Instruction
Write out the lines of the listing below word for word, starting with the line that contains "the bicycle in" and continuing through the end of the listing, both ends included.

Saved data entries
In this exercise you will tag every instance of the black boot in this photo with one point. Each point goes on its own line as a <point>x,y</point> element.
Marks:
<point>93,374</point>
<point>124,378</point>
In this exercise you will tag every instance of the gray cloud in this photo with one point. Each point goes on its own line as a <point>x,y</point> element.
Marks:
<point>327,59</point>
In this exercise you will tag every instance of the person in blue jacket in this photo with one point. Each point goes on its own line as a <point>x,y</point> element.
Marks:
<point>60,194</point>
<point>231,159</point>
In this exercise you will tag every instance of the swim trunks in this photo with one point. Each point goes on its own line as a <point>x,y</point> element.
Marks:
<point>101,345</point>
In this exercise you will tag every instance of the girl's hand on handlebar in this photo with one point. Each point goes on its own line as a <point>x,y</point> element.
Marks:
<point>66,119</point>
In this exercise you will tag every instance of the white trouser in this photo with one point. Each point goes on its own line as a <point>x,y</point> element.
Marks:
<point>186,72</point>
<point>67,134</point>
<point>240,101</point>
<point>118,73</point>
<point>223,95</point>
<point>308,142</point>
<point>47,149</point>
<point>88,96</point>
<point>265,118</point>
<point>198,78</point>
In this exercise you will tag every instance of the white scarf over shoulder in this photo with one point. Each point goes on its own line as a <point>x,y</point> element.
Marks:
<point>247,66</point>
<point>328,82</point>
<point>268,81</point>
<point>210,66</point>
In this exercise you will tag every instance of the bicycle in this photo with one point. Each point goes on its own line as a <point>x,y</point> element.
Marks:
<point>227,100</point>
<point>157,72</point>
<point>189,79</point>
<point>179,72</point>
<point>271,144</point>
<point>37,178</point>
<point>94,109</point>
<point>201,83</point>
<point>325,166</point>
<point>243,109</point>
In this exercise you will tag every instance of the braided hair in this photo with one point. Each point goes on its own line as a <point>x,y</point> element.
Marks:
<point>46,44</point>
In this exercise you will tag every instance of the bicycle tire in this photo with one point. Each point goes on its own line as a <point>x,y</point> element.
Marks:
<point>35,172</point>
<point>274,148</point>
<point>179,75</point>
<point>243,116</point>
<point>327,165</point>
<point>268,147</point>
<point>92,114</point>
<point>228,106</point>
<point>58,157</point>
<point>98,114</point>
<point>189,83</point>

Answer to this exercise
In this exercise you will tag every instance of the bicycle in this photo with one point. Each point goes on its own line as a <point>x,y</point> element.
Marks:
<point>227,100</point>
<point>157,72</point>
<point>189,79</point>
<point>179,72</point>
<point>271,144</point>
<point>37,178</point>
<point>94,109</point>
<point>201,83</point>
<point>325,166</point>
<point>243,109</point>
In this exercise you will tag every instance of the braided hair in this photo with one point. Each point goes on its own line as a <point>x,y</point> element.
Marks:
<point>46,44</point>
In this exercise you will tag every instance of the bicycle tire in this photo with one point. Each point goes on its own line as a <point>x,y</point> element.
Marks:
<point>35,172</point>
<point>274,148</point>
<point>179,75</point>
<point>243,116</point>
<point>327,165</point>
<point>268,147</point>
<point>92,114</point>
<point>228,106</point>
<point>58,157</point>
<point>98,114</point>
<point>189,83</point>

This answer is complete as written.